Each line from the one that contains "[[139,614],[206,519],[135,418],[44,532]]" down to the last line of the material should be retyped exactly as it stands.

### LISTED ENTRIES
▽
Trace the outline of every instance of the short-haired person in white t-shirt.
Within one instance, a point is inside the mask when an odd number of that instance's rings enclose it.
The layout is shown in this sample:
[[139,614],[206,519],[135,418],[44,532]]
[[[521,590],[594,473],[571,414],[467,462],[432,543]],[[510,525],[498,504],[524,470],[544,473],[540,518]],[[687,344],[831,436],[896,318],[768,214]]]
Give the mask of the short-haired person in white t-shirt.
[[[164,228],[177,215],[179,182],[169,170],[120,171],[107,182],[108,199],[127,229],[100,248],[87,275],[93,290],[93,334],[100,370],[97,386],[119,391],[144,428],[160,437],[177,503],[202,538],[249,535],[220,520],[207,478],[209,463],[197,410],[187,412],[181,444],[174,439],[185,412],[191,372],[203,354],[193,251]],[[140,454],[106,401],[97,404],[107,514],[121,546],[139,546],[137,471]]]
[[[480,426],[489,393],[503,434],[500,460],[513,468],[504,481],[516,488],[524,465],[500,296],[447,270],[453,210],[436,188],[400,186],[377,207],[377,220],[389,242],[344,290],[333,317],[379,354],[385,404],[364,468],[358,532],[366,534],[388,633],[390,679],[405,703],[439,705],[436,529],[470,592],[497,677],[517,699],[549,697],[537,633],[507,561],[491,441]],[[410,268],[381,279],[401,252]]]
△
### OUTPUT OF THE EXERCISE
[[139,614],[206,519],[135,418],[44,532]]
[[[521,590],[594,473],[571,414],[467,462],[432,543]],[[510,525],[498,504],[524,470],[544,473],[540,518]],[[687,344],[831,436],[896,318],[768,214]]]
Give the mask of the short-haired person in white t-shirt.
[[[164,228],[177,215],[179,182],[169,170],[120,171],[107,182],[108,199],[127,229],[100,248],[87,275],[93,290],[93,334],[100,370],[97,386],[119,391],[144,428],[160,437],[177,503],[202,538],[249,535],[220,520],[207,478],[209,463],[197,410],[187,412],[181,444],[174,439],[185,412],[191,372],[203,354],[193,251]],[[140,454],[106,401],[97,404],[107,514],[121,546],[139,546],[137,471]]]
[[[480,426],[489,393],[503,434],[500,460],[513,468],[504,481],[516,488],[524,465],[500,296],[447,270],[453,210],[436,188],[400,186],[377,207],[377,220],[389,242],[344,290],[333,317],[379,354],[385,404],[364,468],[358,532],[366,534],[388,633],[390,679],[405,703],[439,705],[436,529],[470,592],[497,677],[517,699],[549,697],[537,633],[507,561],[491,441]],[[410,268],[381,279],[401,252]]]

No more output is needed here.